* [Directions] The output should be the records themselves, given again exactly.

--- Records ---

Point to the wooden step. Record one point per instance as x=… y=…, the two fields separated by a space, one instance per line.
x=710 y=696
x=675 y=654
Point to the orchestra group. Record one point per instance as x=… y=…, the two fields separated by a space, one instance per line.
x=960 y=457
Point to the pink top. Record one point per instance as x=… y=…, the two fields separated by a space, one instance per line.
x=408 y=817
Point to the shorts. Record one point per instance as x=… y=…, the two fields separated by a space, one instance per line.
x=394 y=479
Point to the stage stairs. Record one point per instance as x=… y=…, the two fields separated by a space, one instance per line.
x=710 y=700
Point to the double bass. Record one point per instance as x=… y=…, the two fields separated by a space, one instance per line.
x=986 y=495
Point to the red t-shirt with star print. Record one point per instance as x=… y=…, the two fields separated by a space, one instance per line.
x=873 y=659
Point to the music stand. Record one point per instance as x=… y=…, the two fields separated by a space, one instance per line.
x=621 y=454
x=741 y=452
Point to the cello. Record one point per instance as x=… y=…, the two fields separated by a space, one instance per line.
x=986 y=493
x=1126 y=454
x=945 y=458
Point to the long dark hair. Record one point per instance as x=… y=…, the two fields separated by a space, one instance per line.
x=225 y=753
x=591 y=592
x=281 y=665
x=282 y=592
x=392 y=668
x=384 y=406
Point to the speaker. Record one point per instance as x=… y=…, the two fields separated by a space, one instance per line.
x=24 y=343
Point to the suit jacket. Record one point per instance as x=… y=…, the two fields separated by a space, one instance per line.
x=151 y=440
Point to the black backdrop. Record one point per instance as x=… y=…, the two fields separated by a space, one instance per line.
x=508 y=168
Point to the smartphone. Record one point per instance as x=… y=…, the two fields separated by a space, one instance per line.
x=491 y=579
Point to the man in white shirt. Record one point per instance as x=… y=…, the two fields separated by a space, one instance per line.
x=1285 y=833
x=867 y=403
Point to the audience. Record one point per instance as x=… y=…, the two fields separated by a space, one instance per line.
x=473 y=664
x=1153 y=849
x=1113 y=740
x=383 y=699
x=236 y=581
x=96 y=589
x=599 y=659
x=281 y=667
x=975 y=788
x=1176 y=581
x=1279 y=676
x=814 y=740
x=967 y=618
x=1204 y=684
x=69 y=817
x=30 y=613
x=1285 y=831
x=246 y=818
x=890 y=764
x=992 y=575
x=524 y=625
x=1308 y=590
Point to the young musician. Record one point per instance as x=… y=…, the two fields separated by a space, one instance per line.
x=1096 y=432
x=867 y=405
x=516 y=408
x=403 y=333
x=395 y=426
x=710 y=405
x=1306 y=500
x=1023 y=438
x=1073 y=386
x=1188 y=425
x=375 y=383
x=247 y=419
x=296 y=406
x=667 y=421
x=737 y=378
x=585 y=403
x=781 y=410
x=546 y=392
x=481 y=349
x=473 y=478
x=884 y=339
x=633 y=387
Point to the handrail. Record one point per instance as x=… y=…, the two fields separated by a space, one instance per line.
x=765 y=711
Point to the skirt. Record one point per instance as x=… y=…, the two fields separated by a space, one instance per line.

---

* [Task answer]
Point to the wooden step. Record one point per instance as x=… y=…, the two fields separated by a space, one instance per line.
x=710 y=696
x=675 y=654
Point to the orchestra group. Record one point per instance as x=… y=…, the two fields separated by a space, one instance per line.
x=960 y=457
Point to the pink top. Record one point per instance as x=… y=…, the two fields separated by a space, one instance per line.
x=408 y=817
Point to the shorts. Record one point per instance as x=… y=…, the two fields separated by a space, one instance per line.
x=394 y=479
Point to the stage stairs. Record one point per instance as x=… y=…, the two fields separated by a space, one instance per line.
x=710 y=700
Point to the double bass. Record one point per instance as x=… y=…, the two fields separated by a space, one instance per line.
x=986 y=495
Point to the red t-shirt with star print. Record one point per instance as x=… y=…, the two fields separated by a space, one instance per line.
x=873 y=659
Point to the music stand. Record one point per instance as x=… y=…, the two fields separated by a space, one instance per line.
x=621 y=454
x=741 y=452
Point to the cello. Record one point per instance as x=… y=…, the two fields separated by a space, one instance per line.
x=986 y=493
x=1126 y=454
x=945 y=458
Point to the long dark hair. Record one point per instance as x=… y=…, the two fields separated by a space, one instance per line.
x=225 y=753
x=591 y=592
x=281 y=665
x=282 y=592
x=392 y=668
x=384 y=406
Point to the speaker. Record one point per instance as x=… y=…, the two fields separated by a space, one instance per line.
x=24 y=343
Point to the suit jacket. Record one point per instance as x=… y=…, the two fields separated by a space, one instance per line.
x=151 y=440
Point to the black backdrop. Record one point per instance as x=… y=…, the two fields separated by a space, one instance per line.
x=508 y=168
Point to the smartphone. Record one point per instance as x=… y=…, the two fields separated by a space, one instance per line.
x=491 y=579
Point to the man in white shirt. Record one point per instance as x=… y=…, the two fields separated by a space, one instance per line.
x=1285 y=833
x=867 y=403
Point to the audience. Record one point per instance as x=… y=…, the two fields separated by a space, one instance per line.
x=473 y=664
x=1153 y=849
x=1113 y=740
x=383 y=699
x=236 y=581
x=96 y=589
x=599 y=659
x=281 y=667
x=975 y=788
x=1176 y=581
x=1279 y=676
x=814 y=740
x=967 y=618
x=1204 y=684
x=69 y=817
x=30 y=613
x=1285 y=831
x=246 y=818
x=890 y=764
x=992 y=575
x=524 y=625
x=1308 y=590
Point to the young musician. Record one point per instance as x=… y=…, the two fields separated by a space, one instance per line.
x=1096 y=432
x=867 y=405
x=516 y=408
x=403 y=333
x=395 y=426
x=710 y=405
x=1306 y=500
x=1023 y=438
x=1073 y=386
x=1188 y=425
x=375 y=383
x=247 y=419
x=296 y=406
x=667 y=421
x=737 y=378
x=585 y=403
x=781 y=410
x=546 y=392
x=481 y=349
x=473 y=478
x=884 y=339
x=633 y=387
Point to the handrail. Record one point per instance as x=… y=…, the two fields separated by a space, one instance per line.
x=765 y=711
Point to the skirt. Record one point per instance as x=… y=…, the two fields separated by a space, one instance per line.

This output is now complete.